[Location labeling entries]
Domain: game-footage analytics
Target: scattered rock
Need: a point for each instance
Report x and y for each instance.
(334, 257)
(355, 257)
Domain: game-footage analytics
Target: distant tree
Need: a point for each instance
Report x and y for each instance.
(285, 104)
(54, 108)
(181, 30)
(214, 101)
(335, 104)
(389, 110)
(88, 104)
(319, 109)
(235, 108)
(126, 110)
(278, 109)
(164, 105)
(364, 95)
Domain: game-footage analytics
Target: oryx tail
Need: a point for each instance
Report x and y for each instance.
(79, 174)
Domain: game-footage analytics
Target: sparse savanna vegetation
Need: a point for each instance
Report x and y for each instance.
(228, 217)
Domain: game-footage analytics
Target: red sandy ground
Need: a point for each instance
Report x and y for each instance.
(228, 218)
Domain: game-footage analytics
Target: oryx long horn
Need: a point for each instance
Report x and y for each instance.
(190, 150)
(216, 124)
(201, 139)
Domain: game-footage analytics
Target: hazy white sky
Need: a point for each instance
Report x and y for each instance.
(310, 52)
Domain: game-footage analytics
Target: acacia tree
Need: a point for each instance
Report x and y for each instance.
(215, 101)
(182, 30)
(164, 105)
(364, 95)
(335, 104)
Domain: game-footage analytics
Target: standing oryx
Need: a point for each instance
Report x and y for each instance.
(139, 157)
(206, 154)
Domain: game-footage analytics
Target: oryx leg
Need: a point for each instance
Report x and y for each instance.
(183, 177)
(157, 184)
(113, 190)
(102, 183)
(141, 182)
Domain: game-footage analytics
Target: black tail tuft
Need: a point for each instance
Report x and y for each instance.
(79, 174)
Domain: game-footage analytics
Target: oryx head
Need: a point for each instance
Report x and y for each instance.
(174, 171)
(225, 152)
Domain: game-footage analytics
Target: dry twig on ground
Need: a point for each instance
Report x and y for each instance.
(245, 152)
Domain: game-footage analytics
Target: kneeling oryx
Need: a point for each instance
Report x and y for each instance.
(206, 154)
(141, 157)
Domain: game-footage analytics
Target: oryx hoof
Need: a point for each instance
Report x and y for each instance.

EXERCISE DESCRIPTION: Can you pull out every line of the entries above that contains the string "tree"? Treat uppercase and lowercase as different.

SOLUTION TO THIS PROBLEM:
Target: distant tree
Target: acacia tree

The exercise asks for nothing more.